What you are asked to do
Every record below is to be restated word for word.

____________

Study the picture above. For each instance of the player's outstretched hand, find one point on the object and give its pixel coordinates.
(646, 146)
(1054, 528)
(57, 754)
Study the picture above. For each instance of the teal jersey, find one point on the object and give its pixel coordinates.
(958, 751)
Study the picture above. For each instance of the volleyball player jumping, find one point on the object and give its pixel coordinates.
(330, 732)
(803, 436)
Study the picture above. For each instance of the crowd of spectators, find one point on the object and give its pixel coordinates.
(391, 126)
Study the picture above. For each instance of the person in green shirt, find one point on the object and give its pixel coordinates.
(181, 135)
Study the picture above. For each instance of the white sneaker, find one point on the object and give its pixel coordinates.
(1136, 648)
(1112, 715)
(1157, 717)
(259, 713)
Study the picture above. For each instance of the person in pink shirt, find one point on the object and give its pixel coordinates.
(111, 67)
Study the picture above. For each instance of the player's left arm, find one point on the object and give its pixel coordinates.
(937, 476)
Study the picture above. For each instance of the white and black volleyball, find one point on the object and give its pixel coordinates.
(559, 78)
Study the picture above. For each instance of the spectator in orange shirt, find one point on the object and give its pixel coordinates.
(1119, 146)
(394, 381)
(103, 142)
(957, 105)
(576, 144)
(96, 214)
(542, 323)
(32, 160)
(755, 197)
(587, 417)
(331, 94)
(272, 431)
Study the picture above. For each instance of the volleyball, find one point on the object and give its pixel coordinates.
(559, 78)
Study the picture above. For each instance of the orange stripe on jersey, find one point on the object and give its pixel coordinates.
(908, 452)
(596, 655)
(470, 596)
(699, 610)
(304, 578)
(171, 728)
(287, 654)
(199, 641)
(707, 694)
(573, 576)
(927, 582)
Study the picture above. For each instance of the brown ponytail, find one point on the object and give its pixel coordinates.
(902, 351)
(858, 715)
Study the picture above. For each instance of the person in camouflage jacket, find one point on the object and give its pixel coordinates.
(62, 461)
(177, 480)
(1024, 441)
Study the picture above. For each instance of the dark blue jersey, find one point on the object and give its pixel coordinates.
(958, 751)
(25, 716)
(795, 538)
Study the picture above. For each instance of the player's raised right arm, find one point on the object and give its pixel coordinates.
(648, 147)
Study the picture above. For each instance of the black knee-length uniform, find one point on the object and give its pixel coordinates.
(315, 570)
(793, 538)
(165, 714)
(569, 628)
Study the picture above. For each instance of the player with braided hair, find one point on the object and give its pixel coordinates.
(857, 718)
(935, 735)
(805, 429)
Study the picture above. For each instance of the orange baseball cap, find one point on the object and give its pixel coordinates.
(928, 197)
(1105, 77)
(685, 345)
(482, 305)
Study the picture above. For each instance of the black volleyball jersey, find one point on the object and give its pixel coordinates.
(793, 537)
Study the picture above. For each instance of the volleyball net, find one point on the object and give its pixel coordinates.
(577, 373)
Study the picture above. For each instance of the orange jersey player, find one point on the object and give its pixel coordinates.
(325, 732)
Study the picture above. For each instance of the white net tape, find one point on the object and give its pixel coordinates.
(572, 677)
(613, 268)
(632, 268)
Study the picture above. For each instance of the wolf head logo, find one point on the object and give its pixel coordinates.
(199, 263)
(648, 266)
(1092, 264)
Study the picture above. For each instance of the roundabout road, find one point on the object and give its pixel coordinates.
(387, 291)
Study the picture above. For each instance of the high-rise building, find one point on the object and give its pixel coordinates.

____________

Your solution
Study the picture above. For each instance of the player's outstretched hand, find one point on the object and give its pixel coordinates.
(646, 146)
(1054, 528)
(57, 754)
Study the picture above. For each instance of the teal jersey, find one point on the object and give its pixel coordinates.
(958, 751)
Study the picture above. For each instance of the volleyball player jumping, find one point on the object and give its pixel coordinates.
(330, 732)
(803, 436)
Study the picture above. For each instance of the crowd of spectators, find one point on the object and give its pixel coordinates.
(391, 126)
Study the picture above. For each instance of the person in green shirt, find one point on the object and give its pixel coordinates.
(181, 135)
Study the picture above. For each instance of the white sneaker, find one point on the object and give its pixel coordinates.
(1136, 648)
(1112, 715)
(1157, 717)
(259, 713)
Study the picture above. For each instance of the person in pink shirt, find one point on the object and give its pixel coordinates.
(111, 67)
Study the picture above. For each instance of the player's left arm, find one point on the object and give its pixel coordinates.
(937, 476)
Study the picture above. For each instance of the white and black volleyball, find one point on the object and give its pixel coordinates.
(559, 78)
Study the picture above. For each instance of the spectator in orange shirt, find one point on the object and give its pixel coordinates.
(1119, 146)
(394, 381)
(103, 142)
(957, 105)
(576, 144)
(96, 214)
(542, 323)
(32, 160)
(755, 197)
(587, 417)
(331, 94)
(272, 431)
Study the picture above. For each instance of the volleyball, find one point on the object and give its pixel coordinates.
(559, 78)
Study the picture above. For each instance of the orange stripe on jersey, find one point on the object and give its pixel coordinates.
(908, 452)
(596, 655)
(470, 596)
(699, 610)
(304, 578)
(171, 728)
(287, 654)
(199, 641)
(707, 694)
(573, 576)
(927, 582)
Study the picture above. For each instance of the brown ponytail, find one point on the object and give its pixel coordinates.
(902, 351)
(858, 715)
Study the picture above. For each instance of the person in camouflage jacket, find one point on the object and give its pixel coordinates.
(62, 461)
(177, 480)
(1024, 441)
Study the picture above. For each instance of the dark blue jersey, find one point on the object and give its pixel coordinates.
(958, 751)
(25, 716)
(795, 538)
Study the picture above. For each instance of the player's raised right arm, find one point on the object and give its pixel coordinates.
(648, 147)
Study the picture above. For each instance of the black knee-length uniform, find one point on the object and give its pixel coordinates.
(315, 570)
(793, 538)
(165, 714)
(569, 628)
Study the picture above. For each instance of the player with braided hair, find one point on the object and give its pixel coordinates.
(857, 718)
(935, 735)
(805, 429)
Study the picture above. For each instance of the orange baseball cap, find one point on the object and give its pixel coordinates.
(928, 197)
(1105, 77)
(685, 345)
(482, 305)
Study the picture above. For each instance of the black volleyball jersey, find one point on the object and give its pixel coordinates.
(793, 537)
Study the picture above. For each instance of the volleyball net, find one point on the object and give its pixel coordinates.
(577, 373)
Study the picture above. For each instance of the orange jersey player, find one point on the object and give its pixel coordinates.
(325, 732)
Study the picture above. For each instance of the white net tape, find one point on the object and give its pixel coordinates.
(572, 677)
(613, 268)
(632, 268)
Study the picture above. For each instance of the wolf head logo, find one point on the object and give its pixel coordinates.
(199, 263)
(648, 266)
(1092, 264)
Study the picture above. For each instance of the roundabout road, find one point on the object and give its pixel coordinates.
(387, 291)
Study the picture above. For each instance of the high-rise building, find one point on the object and give its pixel coordinates.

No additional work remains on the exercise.